Prompt →
Report each line of the records below that contains the word "mesh", copying every such line in full. Case counts when matching.
[Start Provided data]
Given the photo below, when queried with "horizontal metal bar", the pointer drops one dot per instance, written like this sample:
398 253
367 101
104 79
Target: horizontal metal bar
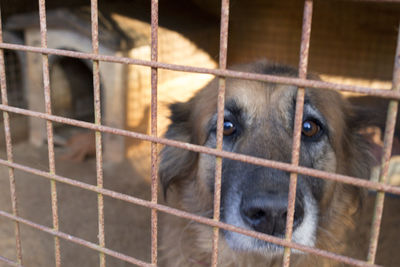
10 262
217 72
201 149
76 240
166 209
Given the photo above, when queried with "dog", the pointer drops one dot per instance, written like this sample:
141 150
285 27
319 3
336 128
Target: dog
258 121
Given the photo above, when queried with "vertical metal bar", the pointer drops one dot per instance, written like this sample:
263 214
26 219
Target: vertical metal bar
154 150
97 121
7 134
303 63
223 49
387 151
49 126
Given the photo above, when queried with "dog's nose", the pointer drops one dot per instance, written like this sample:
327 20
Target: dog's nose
267 213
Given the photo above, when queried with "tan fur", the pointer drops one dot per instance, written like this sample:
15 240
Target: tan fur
186 243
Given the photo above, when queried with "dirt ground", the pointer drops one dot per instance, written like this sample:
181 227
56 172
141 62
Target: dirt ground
126 226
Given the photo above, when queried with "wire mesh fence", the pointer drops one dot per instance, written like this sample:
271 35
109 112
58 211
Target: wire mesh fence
222 73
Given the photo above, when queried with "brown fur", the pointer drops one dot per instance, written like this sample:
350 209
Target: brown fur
186 175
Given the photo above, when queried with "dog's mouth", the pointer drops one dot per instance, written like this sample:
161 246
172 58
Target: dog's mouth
269 219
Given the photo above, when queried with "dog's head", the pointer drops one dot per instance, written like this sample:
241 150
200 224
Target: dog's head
258 121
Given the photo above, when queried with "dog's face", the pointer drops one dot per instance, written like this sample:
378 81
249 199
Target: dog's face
258 121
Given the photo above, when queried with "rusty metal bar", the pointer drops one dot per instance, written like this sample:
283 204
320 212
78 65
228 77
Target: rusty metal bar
217 72
387 151
10 262
223 50
76 240
211 151
49 127
303 63
180 213
10 158
154 150
97 121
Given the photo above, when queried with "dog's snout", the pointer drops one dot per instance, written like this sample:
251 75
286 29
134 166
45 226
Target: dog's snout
267 213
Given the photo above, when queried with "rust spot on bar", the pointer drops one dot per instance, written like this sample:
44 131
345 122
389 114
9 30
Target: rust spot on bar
97 119
303 63
154 150
76 240
217 72
10 262
7 134
49 127
201 149
183 214
387 151
223 49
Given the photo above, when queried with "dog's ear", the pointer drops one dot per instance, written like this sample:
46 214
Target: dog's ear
177 164
368 114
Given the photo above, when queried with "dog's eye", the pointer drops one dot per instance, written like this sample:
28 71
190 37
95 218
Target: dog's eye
310 128
229 128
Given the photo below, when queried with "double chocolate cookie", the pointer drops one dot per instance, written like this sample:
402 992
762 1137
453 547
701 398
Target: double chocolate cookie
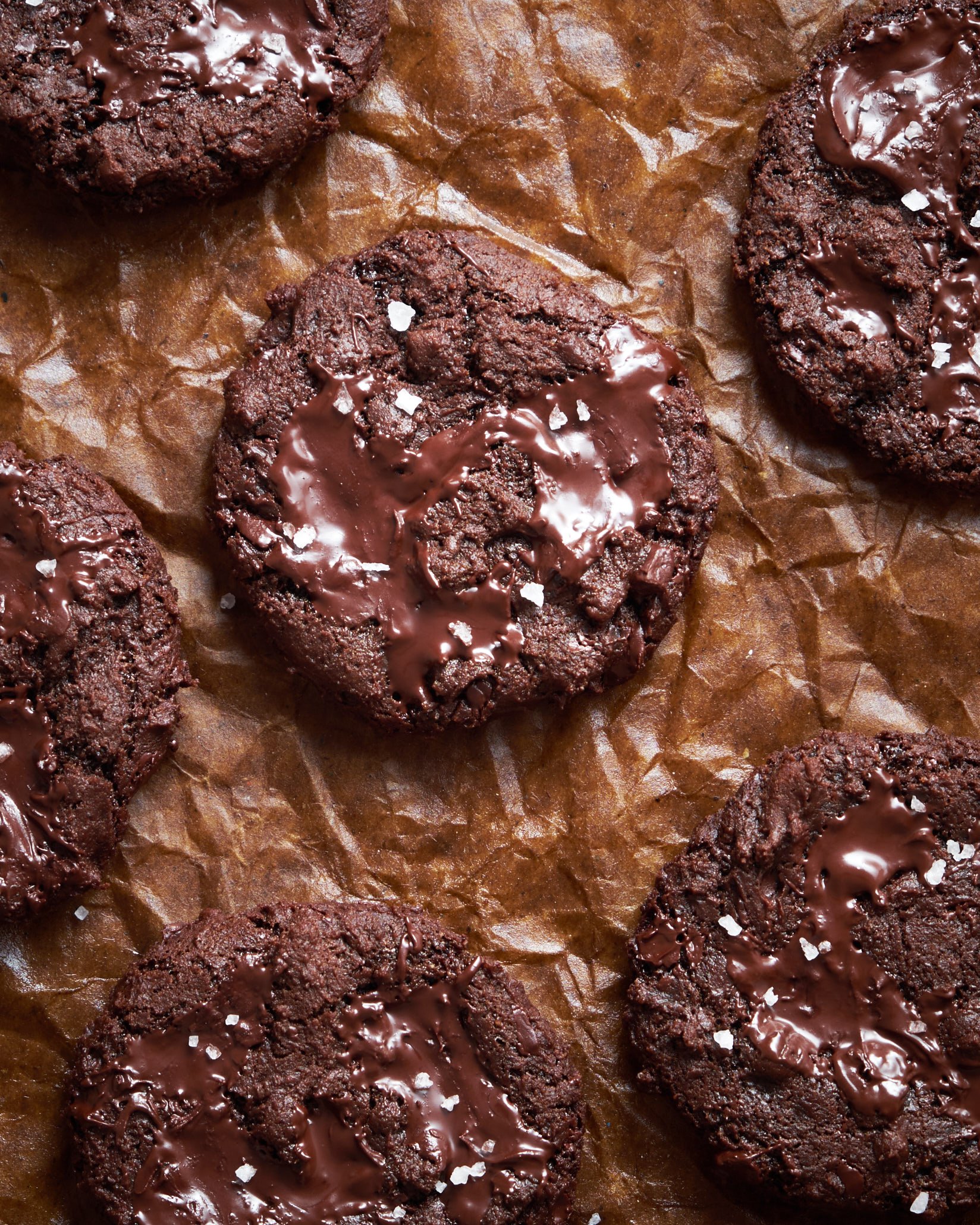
[End Provided data]
Solution to the problem →
Given the photo above, when queried with "wire mesh fence", the pointer drops one dot per instance, written like this sample:
Target: wire mesh fence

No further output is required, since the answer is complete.